TEXT TO READ —
________________________________________
What’s Wrong With Animal Rights?


Transcendental Commentary on the Issues of the Day

What’s Wrong With Animal Rights?

by Kundali dasa

1984-08-08The Philadelphia Inquirer Magazine recently ran an article by William Ecenbarger on the animal rights movement. It was an informative and compelling version of the facts and arguments put forward by people who fight against speciesism—exploitation of animals. These people feel that the time has come to stop man’s tyrannical “dominion” over animals. They disagree with the traditional notion that animals are meant to serve man’s ends in cages, laboratories, traps, and kitchens.

The animal rights activists feel that their cause is cut from the same moral cloth as other crusades against injustice—the struggles against racism and sexism, for example. Their strongest argument against speciesism is summed up in a quote from the British philosopher Jeremy Bentham (1748-1832), who wrote in his Principles of Morals and Legislation: “The question is not, Can they reason? nor, Can they think? but, Can they suffer?” The answer, of course, is an unequivocal “Yes, animals certainly can suffer.” Therefore, say the animal rightists, logically we should extend that ethic to include animals. Thus one of their primary goals is to stop commercial production of animals for food.

Naturally, animal liberationists espouse strict vegetarianism. They say it is an important first step we can all take to combat speciesism. They are confident that in time their goals will be realized because “the weight of reason” is on their side.
________________________________________
RECORDED INFORMATION —
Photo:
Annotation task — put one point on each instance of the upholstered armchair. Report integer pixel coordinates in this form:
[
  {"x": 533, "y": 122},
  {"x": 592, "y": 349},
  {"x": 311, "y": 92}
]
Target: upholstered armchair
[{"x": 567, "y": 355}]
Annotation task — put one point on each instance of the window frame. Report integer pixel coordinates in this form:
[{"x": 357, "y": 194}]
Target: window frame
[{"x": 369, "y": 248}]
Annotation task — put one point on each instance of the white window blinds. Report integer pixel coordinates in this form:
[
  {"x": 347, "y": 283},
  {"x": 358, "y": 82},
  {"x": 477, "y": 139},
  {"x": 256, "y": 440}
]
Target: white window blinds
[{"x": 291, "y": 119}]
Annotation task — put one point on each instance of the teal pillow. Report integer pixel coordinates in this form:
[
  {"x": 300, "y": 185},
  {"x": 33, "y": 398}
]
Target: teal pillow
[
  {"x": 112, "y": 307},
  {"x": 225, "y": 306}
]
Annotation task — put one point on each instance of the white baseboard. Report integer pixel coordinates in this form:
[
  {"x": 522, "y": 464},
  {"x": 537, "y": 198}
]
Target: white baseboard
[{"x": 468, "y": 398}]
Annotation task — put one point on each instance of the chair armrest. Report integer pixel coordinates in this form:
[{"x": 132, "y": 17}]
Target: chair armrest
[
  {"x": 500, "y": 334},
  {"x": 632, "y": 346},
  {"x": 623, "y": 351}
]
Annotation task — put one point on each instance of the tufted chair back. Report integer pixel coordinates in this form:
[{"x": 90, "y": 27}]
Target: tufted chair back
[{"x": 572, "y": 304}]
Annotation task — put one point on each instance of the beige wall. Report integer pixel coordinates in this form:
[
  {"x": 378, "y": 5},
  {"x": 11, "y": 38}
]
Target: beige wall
________________________________________
YOUR GOAL — In the animal rights text, which philosopher's words are given as the strongest argument against speciesism?

SOLUTION BELOW — The British philosopher Jeremy Bentham.